**TASKS TO PERFORM**:
1. Condense the paragraph of the Hip excerpt that opens with "Yeah, they do." into a shorter version that keeps its main facts.
2. Rewrite the part of the Hip excerpt that begins at the words "The Air Canada Centre was" and stops after "hear it all.", putting "sound" in place of "acoustics".

**EXTRACT PROVIDED**:
§ §

In 2002, though they were up against recording deadlines to get “In Violet Light” ready and eventually shipped to their record label, they broke away from sessions for it to get to Salt Lake City during the 2002 Winter Olympics.  After a heartbreaking collapse in Nagano against the USA women for gold, Canada got their revenge on the Americans’ home ice, and the Hip were there to help them celebrate with an outdoor show kicking off with “Fireworks”. Whether it’s the Hip’s winning karma or what, the Canadian women haven’t lost an Olympic Gold Medal match since, winners of four straight and counting.
6. The Hip love their NHL arenas.
Yeah, they do. Eventually, clubs and theatres wouldn’t hold the Hip’s multiplying legion of fans, and though “Fully Completely” was still months away from release, the Hip booked two pre-Christmas shows in 1991 at Maple Leaf Gardens. They sold them both out, incredible given “Road Apples” had been out for eleven months at that point, and they were debuting “Fully Completely” songs that their audience had never heard before. Their debut song at MLG was “Three Pistols” and they performed an 18-song set ending with a three-song encore of “Long Time Running”, “On The Verge”, and “The Luxury”.
7. And they cracked the Air Canada Centre open too, like a fresh bottle of Molson Canadian.
The Air Canada Centre was long overdue, despite what any patron of Maple Leaf Gardens, be it once or a thousand times, would tell you about the history and unique vibe it had.  It allowed for more Maple Leafs fans to experience their beloved franchise in person. It allowed for the Raptors to get out of cavernous SkyDome and play in a real built-for-NBA arena. But almost as important, given the huge concert town Toronto is, it needed better acoustics, great angles, and when a band turned it up to 11, you wanted to hear it all.

§ §

**EXTRACTED INFORMATION**:
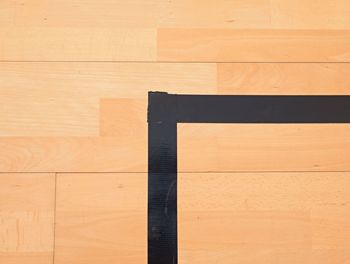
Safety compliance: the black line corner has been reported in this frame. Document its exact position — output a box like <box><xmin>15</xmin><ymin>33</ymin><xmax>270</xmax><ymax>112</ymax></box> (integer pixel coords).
<box><xmin>147</xmin><ymin>92</ymin><xmax>177</xmax><ymax>123</ymax></box>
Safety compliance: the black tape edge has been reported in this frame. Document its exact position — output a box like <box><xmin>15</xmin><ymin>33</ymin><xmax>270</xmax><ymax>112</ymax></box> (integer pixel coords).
<box><xmin>147</xmin><ymin>92</ymin><xmax>350</xmax><ymax>264</ymax></box>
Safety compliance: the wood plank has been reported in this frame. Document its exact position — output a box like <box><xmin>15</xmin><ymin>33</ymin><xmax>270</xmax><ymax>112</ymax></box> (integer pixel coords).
<box><xmin>55</xmin><ymin>173</ymin><xmax>147</xmax><ymax>264</ymax></box>
<box><xmin>0</xmin><ymin>173</ymin><xmax>55</xmax><ymax>264</ymax></box>
<box><xmin>0</xmin><ymin>63</ymin><xmax>216</xmax><ymax>136</ymax></box>
<box><xmin>160</xmin><ymin>0</ymin><xmax>350</xmax><ymax>29</ymax></box>
<box><xmin>0</xmin><ymin>0</ymin><xmax>350</xmax><ymax>29</ymax></box>
<box><xmin>157</xmin><ymin>28</ymin><xmax>350</xmax><ymax>62</ymax></box>
<box><xmin>0</xmin><ymin>26</ymin><xmax>157</xmax><ymax>61</ymax></box>
<box><xmin>217</xmin><ymin>63</ymin><xmax>350</xmax><ymax>95</ymax></box>
<box><xmin>0</xmin><ymin>107</ymin><xmax>350</xmax><ymax>172</ymax></box>
<box><xmin>178</xmin><ymin>173</ymin><xmax>350</xmax><ymax>264</ymax></box>
<box><xmin>0</xmin><ymin>136</ymin><xmax>147</xmax><ymax>172</ymax></box>
<box><xmin>178</xmin><ymin>124</ymin><xmax>350</xmax><ymax>172</ymax></box>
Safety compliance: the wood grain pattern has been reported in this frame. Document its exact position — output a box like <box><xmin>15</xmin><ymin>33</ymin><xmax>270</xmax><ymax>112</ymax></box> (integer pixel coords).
<box><xmin>0</xmin><ymin>173</ymin><xmax>55</xmax><ymax>264</ymax></box>
<box><xmin>157</xmin><ymin>28</ymin><xmax>350</xmax><ymax>62</ymax></box>
<box><xmin>0</xmin><ymin>102</ymin><xmax>350</xmax><ymax>172</ymax></box>
<box><xmin>179</xmin><ymin>173</ymin><xmax>350</xmax><ymax>264</ymax></box>
<box><xmin>0</xmin><ymin>63</ymin><xmax>216</xmax><ymax>136</ymax></box>
<box><xmin>0</xmin><ymin>27</ymin><xmax>157</xmax><ymax>61</ymax></box>
<box><xmin>217</xmin><ymin>63</ymin><xmax>350</xmax><ymax>95</ymax></box>
<box><xmin>0</xmin><ymin>0</ymin><xmax>350</xmax><ymax>29</ymax></box>
<box><xmin>55</xmin><ymin>173</ymin><xmax>147</xmax><ymax>264</ymax></box>
<box><xmin>0</xmin><ymin>0</ymin><xmax>350</xmax><ymax>264</ymax></box>
<box><xmin>178</xmin><ymin>124</ymin><xmax>350</xmax><ymax>172</ymax></box>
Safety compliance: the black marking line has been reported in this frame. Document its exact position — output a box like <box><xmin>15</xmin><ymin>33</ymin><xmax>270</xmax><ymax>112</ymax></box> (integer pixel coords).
<box><xmin>148</xmin><ymin>92</ymin><xmax>350</xmax><ymax>264</ymax></box>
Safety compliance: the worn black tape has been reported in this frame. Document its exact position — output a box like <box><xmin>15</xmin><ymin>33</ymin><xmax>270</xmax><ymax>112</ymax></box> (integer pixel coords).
<box><xmin>148</xmin><ymin>92</ymin><xmax>350</xmax><ymax>264</ymax></box>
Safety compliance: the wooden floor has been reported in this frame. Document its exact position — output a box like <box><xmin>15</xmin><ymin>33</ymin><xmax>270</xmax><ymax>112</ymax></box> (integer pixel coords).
<box><xmin>0</xmin><ymin>0</ymin><xmax>350</xmax><ymax>264</ymax></box>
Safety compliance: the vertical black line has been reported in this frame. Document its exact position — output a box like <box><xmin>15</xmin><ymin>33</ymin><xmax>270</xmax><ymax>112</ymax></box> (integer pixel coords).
<box><xmin>148</xmin><ymin>122</ymin><xmax>177</xmax><ymax>264</ymax></box>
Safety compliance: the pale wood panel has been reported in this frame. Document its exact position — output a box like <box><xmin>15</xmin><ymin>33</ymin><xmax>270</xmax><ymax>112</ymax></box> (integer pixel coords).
<box><xmin>157</xmin><ymin>28</ymin><xmax>350</xmax><ymax>62</ymax></box>
<box><xmin>0</xmin><ymin>0</ymin><xmax>350</xmax><ymax>29</ymax></box>
<box><xmin>178</xmin><ymin>173</ymin><xmax>350</xmax><ymax>264</ymax></box>
<box><xmin>0</xmin><ymin>105</ymin><xmax>350</xmax><ymax>172</ymax></box>
<box><xmin>0</xmin><ymin>173</ymin><xmax>55</xmax><ymax>264</ymax></box>
<box><xmin>0</xmin><ymin>136</ymin><xmax>147</xmax><ymax>172</ymax></box>
<box><xmin>0</xmin><ymin>26</ymin><xmax>157</xmax><ymax>61</ymax></box>
<box><xmin>178</xmin><ymin>124</ymin><xmax>350</xmax><ymax>172</ymax></box>
<box><xmin>0</xmin><ymin>63</ymin><xmax>216</xmax><ymax>136</ymax></box>
<box><xmin>160</xmin><ymin>0</ymin><xmax>350</xmax><ymax>29</ymax></box>
<box><xmin>55</xmin><ymin>173</ymin><xmax>147</xmax><ymax>264</ymax></box>
<box><xmin>217</xmin><ymin>63</ymin><xmax>350</xmax><ymax>95</ymax></box>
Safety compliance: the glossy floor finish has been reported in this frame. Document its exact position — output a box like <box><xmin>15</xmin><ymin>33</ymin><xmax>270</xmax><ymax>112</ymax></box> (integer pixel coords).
<box><xmin>0</xmin><ymin>0</ymin><xmax>350</xmax><ymax>264</ymax></box>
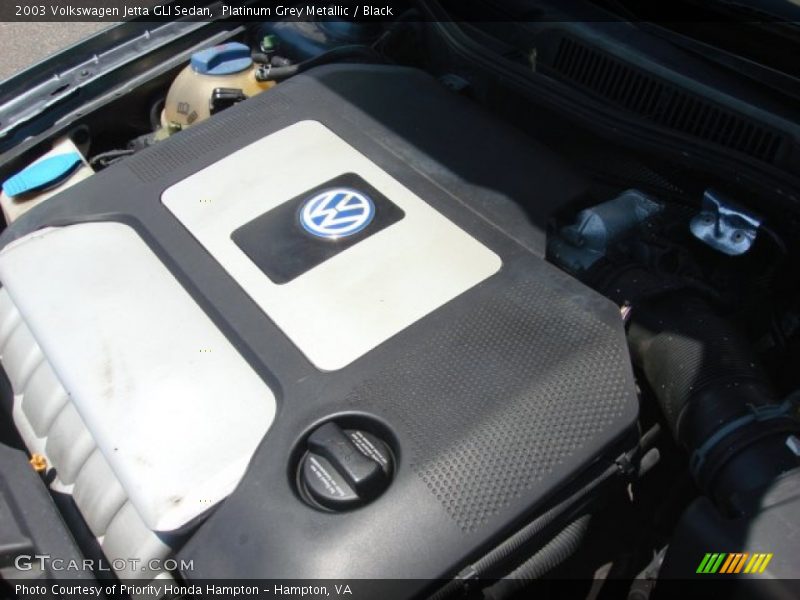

§ §

**RESULTS IN ORDER**:
1. As their fan base outgrew clubs and theaters, the Hip booked two pre-Christmas shows at Maple Leaf Gardens in 1991, months before "Fully Completely" came out. Both shows sold out, even though "Road Apples" had been out for eleven months and the band was debuting "Fully Completely" songs the audience had never heard. They opened with "Three Pistols" and played an 18-song set. It ended with a three-song encore: "Long Time Running," "On The Verge," and "The Luxury."

2.
The Air Canada Centre was long overdue, despite what any patron of Maple Leaf Gardens, be it once or a thousand times, would tell you about the history and unique vibe it had.  It allowed for more Maple Leafs fans to experience their beloved franchise in person. It allowed for the Raptors to get out of cavernous SkyDome and play in a real built-for-NBA arena. But almost as important, given the huge concert town Toronto is, it needed better sound, great angles, and when a band turned it up to 11, you wanted to hear it all.